**OBIETTIVO INDICATO**
Trasforma in una lista JSON di stringhe le righe a partire da quella che contiene "Find every instance of the horse's muzzle" e fino a quella che contiene "<point>685,82</point>", estremi compresi. Ogni riga diventa una stringa; le righe vuote vanno tralasciate.

**DATI REGISTRATI**
__________________________________________________
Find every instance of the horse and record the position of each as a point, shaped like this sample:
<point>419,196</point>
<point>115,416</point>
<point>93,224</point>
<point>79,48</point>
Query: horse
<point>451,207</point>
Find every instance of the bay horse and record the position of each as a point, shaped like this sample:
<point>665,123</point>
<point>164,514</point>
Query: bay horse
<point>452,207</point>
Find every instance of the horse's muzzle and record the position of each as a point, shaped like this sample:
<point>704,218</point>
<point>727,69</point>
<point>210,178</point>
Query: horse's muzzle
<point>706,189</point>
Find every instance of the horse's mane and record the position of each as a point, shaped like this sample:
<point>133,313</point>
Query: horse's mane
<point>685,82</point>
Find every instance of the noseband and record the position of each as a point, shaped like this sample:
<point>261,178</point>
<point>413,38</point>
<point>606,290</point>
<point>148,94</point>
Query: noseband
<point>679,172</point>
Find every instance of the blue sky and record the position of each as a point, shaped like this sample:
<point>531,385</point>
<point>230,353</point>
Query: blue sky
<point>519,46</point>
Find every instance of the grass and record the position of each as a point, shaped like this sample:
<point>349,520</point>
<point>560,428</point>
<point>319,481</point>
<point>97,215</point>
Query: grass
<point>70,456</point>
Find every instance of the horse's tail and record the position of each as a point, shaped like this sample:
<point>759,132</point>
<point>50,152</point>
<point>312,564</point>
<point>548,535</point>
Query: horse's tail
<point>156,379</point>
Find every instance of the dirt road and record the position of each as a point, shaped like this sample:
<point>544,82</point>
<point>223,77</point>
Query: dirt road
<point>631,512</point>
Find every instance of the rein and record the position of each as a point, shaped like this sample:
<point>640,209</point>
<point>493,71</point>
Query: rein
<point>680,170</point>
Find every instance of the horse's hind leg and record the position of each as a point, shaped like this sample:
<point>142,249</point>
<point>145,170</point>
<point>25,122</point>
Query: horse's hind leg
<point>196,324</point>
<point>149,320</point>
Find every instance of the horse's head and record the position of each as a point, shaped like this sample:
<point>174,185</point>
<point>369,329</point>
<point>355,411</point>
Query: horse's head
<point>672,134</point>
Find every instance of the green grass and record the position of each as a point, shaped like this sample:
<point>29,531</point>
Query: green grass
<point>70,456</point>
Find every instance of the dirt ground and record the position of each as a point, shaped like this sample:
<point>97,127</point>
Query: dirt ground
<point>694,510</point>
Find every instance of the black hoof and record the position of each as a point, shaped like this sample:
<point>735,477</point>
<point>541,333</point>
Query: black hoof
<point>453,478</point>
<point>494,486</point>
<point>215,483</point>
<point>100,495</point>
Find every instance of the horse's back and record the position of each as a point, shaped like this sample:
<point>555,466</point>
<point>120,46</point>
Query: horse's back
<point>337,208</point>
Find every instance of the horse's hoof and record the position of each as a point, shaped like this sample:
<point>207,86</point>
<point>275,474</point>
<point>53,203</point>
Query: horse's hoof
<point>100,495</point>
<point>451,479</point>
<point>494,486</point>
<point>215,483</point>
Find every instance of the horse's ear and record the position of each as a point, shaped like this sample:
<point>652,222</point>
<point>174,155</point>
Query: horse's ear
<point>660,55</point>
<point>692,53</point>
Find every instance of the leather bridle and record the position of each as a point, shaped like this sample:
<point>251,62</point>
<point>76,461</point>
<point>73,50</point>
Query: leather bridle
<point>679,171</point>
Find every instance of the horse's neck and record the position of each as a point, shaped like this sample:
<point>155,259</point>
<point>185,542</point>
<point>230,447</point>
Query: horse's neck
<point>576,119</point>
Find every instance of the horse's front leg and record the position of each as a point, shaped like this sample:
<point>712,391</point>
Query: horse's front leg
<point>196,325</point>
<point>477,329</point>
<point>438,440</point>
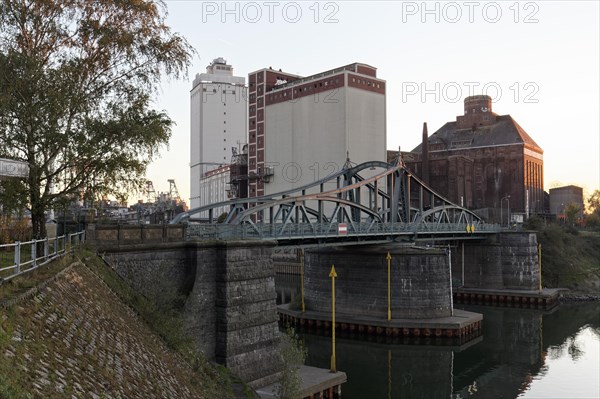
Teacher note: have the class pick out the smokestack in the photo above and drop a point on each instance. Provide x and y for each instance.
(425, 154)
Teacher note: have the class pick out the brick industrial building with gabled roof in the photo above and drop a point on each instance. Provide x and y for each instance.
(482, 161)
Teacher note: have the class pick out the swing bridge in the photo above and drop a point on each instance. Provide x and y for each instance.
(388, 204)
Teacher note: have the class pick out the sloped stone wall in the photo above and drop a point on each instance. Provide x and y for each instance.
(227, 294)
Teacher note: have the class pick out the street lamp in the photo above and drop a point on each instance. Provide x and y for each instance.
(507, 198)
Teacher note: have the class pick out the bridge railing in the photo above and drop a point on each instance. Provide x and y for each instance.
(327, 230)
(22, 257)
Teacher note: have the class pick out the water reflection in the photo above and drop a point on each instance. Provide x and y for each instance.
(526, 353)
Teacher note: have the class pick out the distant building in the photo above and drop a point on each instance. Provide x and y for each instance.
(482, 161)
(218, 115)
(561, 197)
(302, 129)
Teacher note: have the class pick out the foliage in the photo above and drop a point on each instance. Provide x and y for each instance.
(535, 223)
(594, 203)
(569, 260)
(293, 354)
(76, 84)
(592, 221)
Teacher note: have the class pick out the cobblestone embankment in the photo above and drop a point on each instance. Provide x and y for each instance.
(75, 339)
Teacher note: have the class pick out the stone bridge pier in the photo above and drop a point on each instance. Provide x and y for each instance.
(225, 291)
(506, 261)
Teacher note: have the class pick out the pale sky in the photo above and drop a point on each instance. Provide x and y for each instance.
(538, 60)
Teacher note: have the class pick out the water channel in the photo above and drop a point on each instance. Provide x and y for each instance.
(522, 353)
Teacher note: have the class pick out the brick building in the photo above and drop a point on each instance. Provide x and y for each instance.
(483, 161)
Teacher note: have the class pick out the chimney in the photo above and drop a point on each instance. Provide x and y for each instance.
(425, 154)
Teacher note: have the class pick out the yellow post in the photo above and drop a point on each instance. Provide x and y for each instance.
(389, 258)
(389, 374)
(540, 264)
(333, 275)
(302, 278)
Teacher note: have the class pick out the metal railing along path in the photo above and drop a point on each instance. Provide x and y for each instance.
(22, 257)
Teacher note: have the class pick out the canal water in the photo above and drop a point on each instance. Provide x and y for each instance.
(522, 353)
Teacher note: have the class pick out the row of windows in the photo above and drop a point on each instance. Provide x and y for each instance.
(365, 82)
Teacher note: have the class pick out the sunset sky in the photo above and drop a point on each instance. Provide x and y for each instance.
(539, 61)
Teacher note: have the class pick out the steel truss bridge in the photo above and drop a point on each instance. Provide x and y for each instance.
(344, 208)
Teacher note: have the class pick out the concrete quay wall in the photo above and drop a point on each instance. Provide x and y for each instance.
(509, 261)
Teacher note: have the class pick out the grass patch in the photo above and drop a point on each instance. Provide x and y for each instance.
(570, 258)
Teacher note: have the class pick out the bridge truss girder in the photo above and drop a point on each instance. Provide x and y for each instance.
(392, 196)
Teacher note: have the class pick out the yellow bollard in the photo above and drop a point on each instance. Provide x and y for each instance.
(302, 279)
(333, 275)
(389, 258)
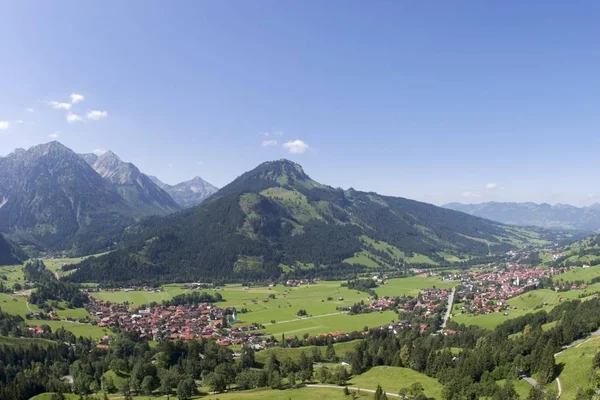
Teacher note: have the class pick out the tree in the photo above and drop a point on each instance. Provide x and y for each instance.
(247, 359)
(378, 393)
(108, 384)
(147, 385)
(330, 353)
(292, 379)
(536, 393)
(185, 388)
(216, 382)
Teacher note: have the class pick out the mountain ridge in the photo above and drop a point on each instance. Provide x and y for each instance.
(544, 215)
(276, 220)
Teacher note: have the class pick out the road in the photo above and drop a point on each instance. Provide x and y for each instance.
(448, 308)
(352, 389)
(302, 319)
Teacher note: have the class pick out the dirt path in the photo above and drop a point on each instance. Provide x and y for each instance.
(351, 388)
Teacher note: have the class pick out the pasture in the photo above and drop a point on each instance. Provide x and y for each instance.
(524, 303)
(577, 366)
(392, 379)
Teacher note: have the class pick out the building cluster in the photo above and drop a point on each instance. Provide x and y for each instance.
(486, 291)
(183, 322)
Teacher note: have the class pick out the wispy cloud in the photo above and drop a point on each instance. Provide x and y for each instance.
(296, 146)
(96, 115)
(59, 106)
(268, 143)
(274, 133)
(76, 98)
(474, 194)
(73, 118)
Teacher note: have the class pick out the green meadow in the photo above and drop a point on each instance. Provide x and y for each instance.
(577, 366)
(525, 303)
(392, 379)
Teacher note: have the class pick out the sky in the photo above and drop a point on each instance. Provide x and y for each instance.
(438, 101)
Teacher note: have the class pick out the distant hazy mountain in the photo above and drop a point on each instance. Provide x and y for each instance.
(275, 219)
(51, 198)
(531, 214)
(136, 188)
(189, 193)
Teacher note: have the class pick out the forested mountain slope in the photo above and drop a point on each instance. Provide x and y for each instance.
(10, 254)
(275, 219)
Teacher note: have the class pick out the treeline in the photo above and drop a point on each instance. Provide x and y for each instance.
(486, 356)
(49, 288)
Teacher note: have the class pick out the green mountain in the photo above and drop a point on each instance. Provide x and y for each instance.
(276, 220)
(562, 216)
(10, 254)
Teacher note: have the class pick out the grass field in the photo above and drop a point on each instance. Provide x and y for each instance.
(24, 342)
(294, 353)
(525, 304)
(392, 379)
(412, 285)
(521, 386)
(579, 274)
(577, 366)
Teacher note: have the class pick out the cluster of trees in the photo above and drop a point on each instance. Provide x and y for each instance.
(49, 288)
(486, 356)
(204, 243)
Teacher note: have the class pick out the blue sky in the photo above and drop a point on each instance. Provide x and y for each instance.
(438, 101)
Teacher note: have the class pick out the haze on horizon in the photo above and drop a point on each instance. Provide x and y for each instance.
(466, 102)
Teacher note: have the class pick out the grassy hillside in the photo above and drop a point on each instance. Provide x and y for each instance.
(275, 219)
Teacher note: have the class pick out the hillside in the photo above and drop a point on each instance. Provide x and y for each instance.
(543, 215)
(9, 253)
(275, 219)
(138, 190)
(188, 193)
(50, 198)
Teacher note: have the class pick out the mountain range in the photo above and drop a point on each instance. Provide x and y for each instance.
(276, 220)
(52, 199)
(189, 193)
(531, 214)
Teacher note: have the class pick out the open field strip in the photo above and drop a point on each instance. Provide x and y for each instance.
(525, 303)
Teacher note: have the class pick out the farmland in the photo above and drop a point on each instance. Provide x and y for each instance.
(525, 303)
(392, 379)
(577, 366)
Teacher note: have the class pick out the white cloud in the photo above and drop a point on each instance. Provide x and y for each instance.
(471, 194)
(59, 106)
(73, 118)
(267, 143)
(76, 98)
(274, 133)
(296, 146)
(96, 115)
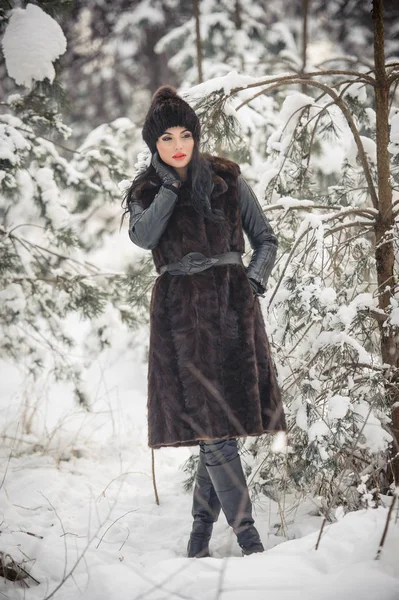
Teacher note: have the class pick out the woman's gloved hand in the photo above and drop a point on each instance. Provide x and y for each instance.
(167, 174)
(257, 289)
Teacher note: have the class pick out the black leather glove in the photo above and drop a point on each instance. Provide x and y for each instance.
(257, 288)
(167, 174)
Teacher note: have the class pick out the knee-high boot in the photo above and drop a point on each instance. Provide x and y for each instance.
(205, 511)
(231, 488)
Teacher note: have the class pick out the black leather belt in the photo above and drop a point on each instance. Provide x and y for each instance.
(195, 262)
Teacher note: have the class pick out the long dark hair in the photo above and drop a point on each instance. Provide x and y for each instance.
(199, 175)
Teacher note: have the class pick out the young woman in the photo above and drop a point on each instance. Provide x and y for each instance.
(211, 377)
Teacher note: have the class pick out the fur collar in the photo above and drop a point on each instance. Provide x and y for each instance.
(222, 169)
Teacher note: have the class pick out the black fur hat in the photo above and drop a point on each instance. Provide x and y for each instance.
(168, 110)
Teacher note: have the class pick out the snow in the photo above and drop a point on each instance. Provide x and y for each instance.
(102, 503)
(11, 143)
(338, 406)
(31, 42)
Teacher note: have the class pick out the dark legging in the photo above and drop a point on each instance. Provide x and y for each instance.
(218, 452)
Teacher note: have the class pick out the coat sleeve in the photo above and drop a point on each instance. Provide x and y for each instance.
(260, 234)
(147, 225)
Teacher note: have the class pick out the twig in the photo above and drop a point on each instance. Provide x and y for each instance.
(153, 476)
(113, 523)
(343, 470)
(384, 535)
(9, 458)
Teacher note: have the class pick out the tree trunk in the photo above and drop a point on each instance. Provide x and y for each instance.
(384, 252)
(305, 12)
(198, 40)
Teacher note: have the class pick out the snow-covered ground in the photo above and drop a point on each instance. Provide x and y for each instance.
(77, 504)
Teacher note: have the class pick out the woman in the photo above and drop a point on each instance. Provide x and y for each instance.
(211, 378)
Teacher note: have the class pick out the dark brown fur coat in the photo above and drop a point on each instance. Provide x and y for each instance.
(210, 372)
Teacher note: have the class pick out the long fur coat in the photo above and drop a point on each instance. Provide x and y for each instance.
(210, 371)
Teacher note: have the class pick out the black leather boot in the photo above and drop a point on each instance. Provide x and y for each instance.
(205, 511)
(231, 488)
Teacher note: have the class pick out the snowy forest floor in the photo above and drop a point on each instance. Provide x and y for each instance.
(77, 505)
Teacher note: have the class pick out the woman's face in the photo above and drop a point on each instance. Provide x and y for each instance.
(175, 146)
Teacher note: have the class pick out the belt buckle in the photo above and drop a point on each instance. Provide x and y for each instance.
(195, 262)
__________________________________________________
**RISULTATO FINALE**
[
  "Find every instance of the horse's muzzle and record the position of each as a point, shaped like this sample:",
  "<point>704,218</point>",
  "<point>727,69</point>",
  "<point>210,178</point>",
  "Query: horse's muzzle",
  "<point>706,189</point>",
  "Find every instance of the horse's mane and record the position of each as a point, shaped like this sample:",
  "<point>133,313</point>",
  "Query: horse's mane",
  "<point>685,82</point>"
]